## Selected extract
BEGIN
'Impressions of Europe: 19th-Century Vistas by Martín Rico'

'Impressions of Europe: 19th-Century Vistas by Martín Rico'

As part of the continuing collaboration between the Meadows Museum and the Museo Nacional del Prado, the Meadows will host a monographic showing of Rico’s work, marking the first retrospective ever to be presented on the artist.

The Spanish painter Martín Rico y Ortega (1833-1908) was one of the most important artists of the second half of the nineteenth century in his native country, and enjoyed wide international recognition as well, especially in France and the United States. From his earliest works painted in the mountainous countryside outside of Madrid to the later works he painted in Paris and Venice, throughout his life Rico stayed true to his love of painting en plein air, despite his evolving artistic style.

Impressions of Europe: 19th-Century Vistas by Martín Rico will highlight the breadth of Rico’s career with 106 works of art, including paintings, drawings, and sketchbooks depicting urban and natural landscapes of Switzerland, France, Germany, Italy, and his native Spain. Research conducted in preparation for the exhibition uncovered new information about Rico and his work, leading to the compilation of his first complete biography, which will be included in the exhibition’s catalogue.
END
## Given instruction
Pick up the exhibition text on Martín Rico after its final sentence and continue it.

## Given records
BEGIN
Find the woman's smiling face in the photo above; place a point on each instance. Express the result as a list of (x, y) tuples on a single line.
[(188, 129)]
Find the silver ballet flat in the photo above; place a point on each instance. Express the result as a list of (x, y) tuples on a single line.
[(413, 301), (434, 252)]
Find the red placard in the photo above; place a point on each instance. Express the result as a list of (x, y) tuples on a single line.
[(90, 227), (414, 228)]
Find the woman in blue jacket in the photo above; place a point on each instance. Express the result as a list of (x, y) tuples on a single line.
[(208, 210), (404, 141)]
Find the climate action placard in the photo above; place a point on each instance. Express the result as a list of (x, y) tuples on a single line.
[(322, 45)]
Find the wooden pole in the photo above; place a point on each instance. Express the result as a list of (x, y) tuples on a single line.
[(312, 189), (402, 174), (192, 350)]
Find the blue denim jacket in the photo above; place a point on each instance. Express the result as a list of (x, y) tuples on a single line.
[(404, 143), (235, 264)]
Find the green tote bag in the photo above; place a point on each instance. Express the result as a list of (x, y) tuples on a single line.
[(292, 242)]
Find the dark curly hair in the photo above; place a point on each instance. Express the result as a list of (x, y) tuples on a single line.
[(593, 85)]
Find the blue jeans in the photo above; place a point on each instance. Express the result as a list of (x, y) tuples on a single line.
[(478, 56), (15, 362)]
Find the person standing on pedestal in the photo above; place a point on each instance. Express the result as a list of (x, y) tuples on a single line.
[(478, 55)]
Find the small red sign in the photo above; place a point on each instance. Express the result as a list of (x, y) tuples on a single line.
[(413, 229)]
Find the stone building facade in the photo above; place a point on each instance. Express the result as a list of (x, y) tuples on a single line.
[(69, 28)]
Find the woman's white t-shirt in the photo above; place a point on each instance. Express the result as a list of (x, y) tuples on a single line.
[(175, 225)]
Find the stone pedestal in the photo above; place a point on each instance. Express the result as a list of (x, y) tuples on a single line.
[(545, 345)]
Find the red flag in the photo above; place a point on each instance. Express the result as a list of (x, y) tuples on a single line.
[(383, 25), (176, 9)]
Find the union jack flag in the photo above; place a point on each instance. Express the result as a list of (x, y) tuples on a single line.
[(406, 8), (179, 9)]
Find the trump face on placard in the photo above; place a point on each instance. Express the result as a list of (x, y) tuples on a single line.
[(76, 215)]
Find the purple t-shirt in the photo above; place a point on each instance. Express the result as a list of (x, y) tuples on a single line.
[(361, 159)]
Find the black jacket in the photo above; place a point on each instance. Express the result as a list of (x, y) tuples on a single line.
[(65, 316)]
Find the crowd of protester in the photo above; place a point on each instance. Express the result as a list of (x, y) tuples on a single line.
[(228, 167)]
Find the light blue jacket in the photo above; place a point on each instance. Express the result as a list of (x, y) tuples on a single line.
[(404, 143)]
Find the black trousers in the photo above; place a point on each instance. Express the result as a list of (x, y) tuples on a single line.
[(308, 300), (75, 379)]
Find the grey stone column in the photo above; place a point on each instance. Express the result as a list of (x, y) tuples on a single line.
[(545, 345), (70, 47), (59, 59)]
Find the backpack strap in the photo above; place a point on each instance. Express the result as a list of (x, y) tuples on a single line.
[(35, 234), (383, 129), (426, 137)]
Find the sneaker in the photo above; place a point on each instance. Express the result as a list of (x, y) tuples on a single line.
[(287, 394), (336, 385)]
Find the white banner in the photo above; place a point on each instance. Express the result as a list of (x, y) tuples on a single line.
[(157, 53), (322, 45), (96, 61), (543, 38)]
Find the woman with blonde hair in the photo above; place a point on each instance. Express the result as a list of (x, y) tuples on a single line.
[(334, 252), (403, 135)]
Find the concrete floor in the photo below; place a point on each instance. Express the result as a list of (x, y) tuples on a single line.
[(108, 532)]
END
## Output of the exercise
Martín Rico is known as one of Spain’s greatest landscape masters. Praised for capturing a unique luminosity in his representations of locations throughout Europe, Rico painted his most iconic works during his time in Venice, where he worked from the 1870s through the end of his life in 1908. Because Venice was a required stop on most “Grand Tours,” Americans were particularly drawn to Rico’s Venetian scenes and purchased them in abundance as souvenirs of their trips. The Meadows-Prado partnership gives a unique opportunity for these works to be shown alongside of the works that remained in Europe, including the Prado’s unmatched collection of paintings and newly acquired collection of forty sketchbooks, which have never before been publicly shown.

Rico championed the technique of painting en plein air, famously painting while stationed in gondolas throughout the Venetian canals. Widely recognized by key American collectors in the nineteenth and early twentieth centuries, including Andrew Carnegie, Henry Clay Frick, William H. Stewart, and Henry Walters, Rico’s work is represented in the collections of the Metropolitan Museum of Art, the Brooklyn Museum, the Art Institute of Chicago, and others.

This is the fourth exhibition organized through the Meadows partnership with the Prado, an unprecedented collaboration between a university art museum and a major international art institution.

Lecture by Javier Barón, Head of the Department of 19th-Century Painting, Museo Nacional del Prado on March 7th at 6 pm.
Museum hours: Tuesday-Saturday from 10 am to 5:00 pm, Thursday until 9 pm, and Sunday from 1 pm to 5 pm.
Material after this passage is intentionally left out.